_Quoted passage_

Thursday 10 February 2022

Theodore Dalrymple – Life at the Bottom - Review

Dr. Dalrymple proposes a compelling though controversial thesis in this fascinating and highly conservative collection of essays. Over the last twenty-five years a new type of underclass has emerged in western societies, an underclass that uses the welfare system in all its forms, subsidised housing, free by-weekly pay checks, child support and free medical benefits. From a liberal political standpoint, this support for the nation's "have nots" is a compassionate gesture to take care of its own poor. 

One would logically assume that providing the poor with life's essentials would bring the crime rate down and provide incentive for these people to further their standing in society. In fact, as Dalrymple proposes, it has had an opposite effect: crime in his native England has skyrocketed; drug use is at an all time high and domestic violence is a wide spread common occurrence. Why? Liberal values not economics has created individuals that deny any responsibility for their own lives, it is always the rich, the government or societies institutions that is to blame, thus crime continues to rise while England's Welfare State has grown into an unwieldy Goliath.

Dalrymple has worked in numerous countries and has been an attending physician and psychiatric consultant in London's prisons for many years. Thus his thesis is not born from some abstract social theory about human behaviour. He has treated thousands of victims of domestic violence, consulted thousands of prisoners who have been incarcerated for petty crime to murder. The common thread that runs through all these cases is a pathological denial of responsibility for their own circumstances or conditions.

As Dalrymple explains:

"Like so many modern ills, the coarseness of spirit and behaviour grows out of ideas brewed up in the academy and among intellectuals - ideas that have seeped outward and are now having their practical effect on society. The relativism that has ruled the academy for many years has now come to rule the mind of the population." (P.85)

_Data to examine_
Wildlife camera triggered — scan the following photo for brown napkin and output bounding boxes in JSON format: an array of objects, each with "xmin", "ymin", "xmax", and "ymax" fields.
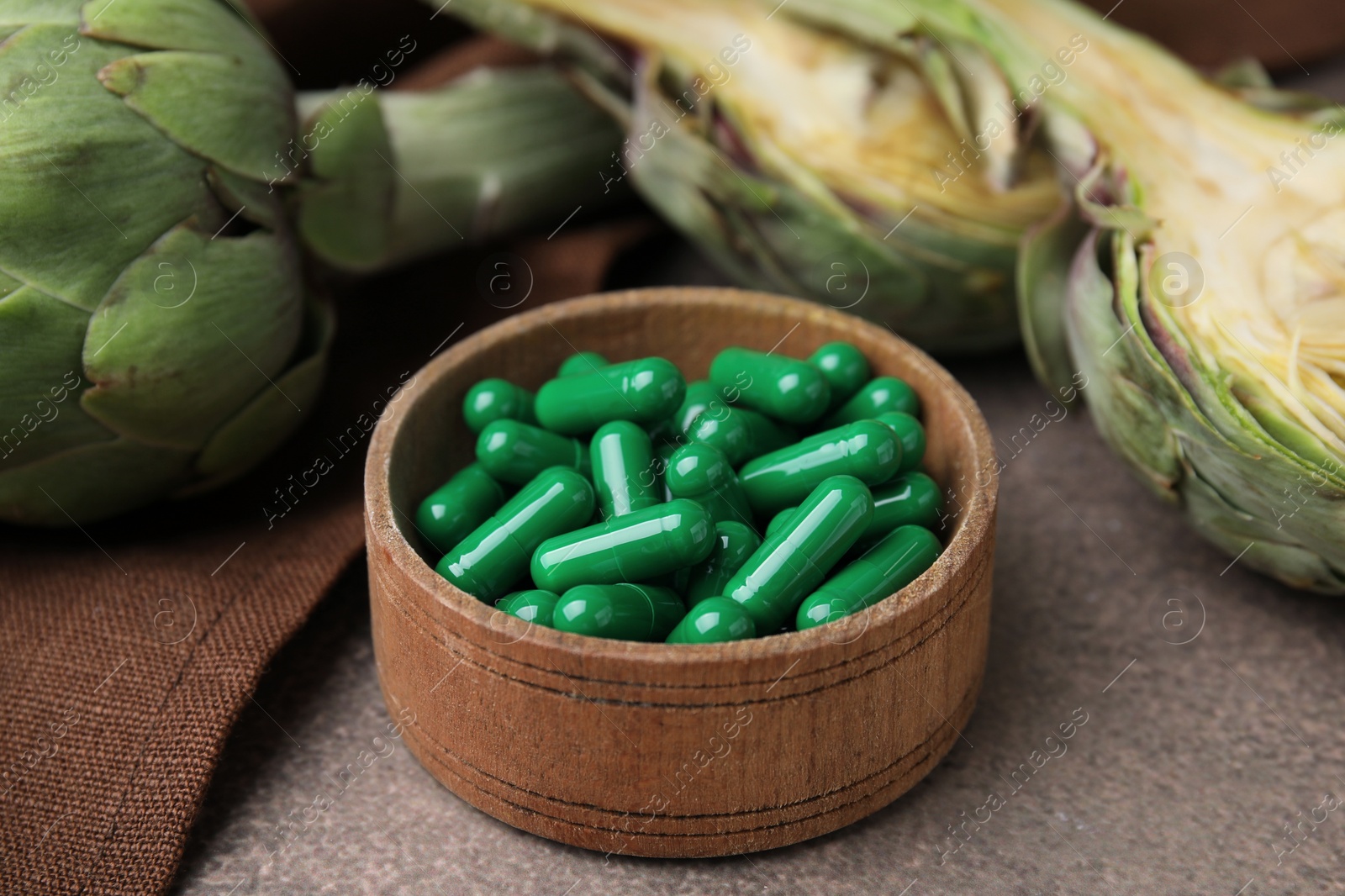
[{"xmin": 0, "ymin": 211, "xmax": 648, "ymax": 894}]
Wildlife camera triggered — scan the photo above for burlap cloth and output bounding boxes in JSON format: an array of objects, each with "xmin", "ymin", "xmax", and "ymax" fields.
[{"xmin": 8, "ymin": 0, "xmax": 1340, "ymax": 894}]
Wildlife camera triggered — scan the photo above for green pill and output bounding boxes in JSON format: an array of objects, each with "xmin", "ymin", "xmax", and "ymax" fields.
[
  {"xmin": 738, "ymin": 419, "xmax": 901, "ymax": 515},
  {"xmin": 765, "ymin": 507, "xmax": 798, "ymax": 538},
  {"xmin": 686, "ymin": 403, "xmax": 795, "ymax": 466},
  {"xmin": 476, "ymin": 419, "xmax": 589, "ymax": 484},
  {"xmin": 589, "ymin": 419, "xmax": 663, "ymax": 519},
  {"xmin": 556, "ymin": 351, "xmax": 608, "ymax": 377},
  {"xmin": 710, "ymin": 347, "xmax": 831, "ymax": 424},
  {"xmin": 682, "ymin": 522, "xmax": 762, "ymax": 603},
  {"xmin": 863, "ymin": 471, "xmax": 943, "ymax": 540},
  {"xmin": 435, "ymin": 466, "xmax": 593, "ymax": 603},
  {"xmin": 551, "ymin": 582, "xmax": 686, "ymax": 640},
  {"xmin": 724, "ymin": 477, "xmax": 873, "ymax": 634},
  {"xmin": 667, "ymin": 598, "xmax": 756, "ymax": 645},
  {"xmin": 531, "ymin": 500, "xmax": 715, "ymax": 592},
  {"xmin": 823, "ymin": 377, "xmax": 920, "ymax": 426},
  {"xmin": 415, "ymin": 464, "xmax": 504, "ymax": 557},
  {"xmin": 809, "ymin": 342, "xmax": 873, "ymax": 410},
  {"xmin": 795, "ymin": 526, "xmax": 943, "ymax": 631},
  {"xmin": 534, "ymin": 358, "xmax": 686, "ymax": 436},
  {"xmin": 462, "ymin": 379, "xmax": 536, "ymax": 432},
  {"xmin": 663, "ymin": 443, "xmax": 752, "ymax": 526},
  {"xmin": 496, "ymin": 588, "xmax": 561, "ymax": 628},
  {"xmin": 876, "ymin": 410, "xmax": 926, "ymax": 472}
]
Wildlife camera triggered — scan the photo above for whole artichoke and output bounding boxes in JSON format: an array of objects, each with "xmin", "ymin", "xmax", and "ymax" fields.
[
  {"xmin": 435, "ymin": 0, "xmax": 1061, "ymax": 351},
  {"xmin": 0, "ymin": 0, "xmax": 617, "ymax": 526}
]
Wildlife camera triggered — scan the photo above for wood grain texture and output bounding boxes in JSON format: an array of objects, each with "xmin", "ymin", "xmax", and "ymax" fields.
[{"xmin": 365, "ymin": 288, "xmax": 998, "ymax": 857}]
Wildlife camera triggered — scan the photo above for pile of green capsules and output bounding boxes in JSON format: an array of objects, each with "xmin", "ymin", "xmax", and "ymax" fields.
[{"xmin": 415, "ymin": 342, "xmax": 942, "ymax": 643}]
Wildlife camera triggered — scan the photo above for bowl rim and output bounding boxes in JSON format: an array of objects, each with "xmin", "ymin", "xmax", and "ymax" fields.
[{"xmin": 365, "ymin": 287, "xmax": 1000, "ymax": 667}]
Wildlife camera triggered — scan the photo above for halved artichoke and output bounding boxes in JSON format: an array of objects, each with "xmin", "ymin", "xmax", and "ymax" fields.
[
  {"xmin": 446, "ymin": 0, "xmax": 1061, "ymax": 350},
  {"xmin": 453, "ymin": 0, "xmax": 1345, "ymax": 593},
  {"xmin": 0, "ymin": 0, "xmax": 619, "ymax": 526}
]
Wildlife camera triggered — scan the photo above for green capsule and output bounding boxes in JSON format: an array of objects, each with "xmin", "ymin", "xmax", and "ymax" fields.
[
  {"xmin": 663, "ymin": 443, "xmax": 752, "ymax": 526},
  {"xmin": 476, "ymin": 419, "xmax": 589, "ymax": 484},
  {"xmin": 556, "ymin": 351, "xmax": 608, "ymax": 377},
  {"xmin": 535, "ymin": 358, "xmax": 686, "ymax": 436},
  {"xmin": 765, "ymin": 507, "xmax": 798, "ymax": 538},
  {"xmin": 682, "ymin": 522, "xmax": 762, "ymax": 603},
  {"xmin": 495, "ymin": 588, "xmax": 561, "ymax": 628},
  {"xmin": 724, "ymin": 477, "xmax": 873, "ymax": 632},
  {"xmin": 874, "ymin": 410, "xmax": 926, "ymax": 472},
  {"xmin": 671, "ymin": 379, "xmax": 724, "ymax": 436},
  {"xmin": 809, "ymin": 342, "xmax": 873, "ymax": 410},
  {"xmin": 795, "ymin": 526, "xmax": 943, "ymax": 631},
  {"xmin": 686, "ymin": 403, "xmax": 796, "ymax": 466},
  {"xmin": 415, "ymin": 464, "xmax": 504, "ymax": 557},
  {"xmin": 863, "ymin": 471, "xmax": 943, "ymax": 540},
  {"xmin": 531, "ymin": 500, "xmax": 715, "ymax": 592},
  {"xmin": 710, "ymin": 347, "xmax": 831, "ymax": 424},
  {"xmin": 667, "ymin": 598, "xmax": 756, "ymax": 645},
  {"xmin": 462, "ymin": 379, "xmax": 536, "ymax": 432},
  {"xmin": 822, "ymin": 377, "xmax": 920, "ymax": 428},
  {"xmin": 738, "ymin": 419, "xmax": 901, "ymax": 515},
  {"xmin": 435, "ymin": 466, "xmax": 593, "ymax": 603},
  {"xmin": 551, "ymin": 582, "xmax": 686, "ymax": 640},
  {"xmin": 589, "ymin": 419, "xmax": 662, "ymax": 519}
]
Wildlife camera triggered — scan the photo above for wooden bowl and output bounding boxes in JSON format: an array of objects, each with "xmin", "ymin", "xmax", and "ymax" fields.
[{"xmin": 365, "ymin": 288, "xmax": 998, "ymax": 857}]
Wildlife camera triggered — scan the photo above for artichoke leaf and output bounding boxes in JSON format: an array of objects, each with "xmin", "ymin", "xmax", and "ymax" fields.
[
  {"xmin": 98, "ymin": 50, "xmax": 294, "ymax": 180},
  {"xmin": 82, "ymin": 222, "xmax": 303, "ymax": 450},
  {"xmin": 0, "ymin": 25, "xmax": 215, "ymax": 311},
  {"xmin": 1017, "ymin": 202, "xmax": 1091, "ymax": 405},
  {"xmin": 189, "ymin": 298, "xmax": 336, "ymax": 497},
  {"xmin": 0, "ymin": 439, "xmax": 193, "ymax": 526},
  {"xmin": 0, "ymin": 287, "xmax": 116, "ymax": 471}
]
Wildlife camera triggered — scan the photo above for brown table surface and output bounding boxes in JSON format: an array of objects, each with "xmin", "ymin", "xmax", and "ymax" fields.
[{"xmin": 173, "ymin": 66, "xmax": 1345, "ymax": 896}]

_Complete the following_
1. For each statement about the review, answer yes or no and quote the words from the review that decide it. (a) Dalrymple has worked as a psychiatric consultant in London's prisons. (b) According to the review, crime in England has fallen as welfare support has grown. (c) Dalrymple's thesis comes from abstract social theory about human behavior.
2. List every form of the welfare system that the review names as being used by the new underclass.

_List of answers_
1.
(a) Yes: "has been an attending physician and psychiatric consultant in London's prisons for many years"
(b) No: "crime in his native England has skyrocketed"
(c) No: "his thesis is not born from some abstract social theory about human behaviour"

2.
subsidised housing
free by-weekly pay checks
child support
free medical benefits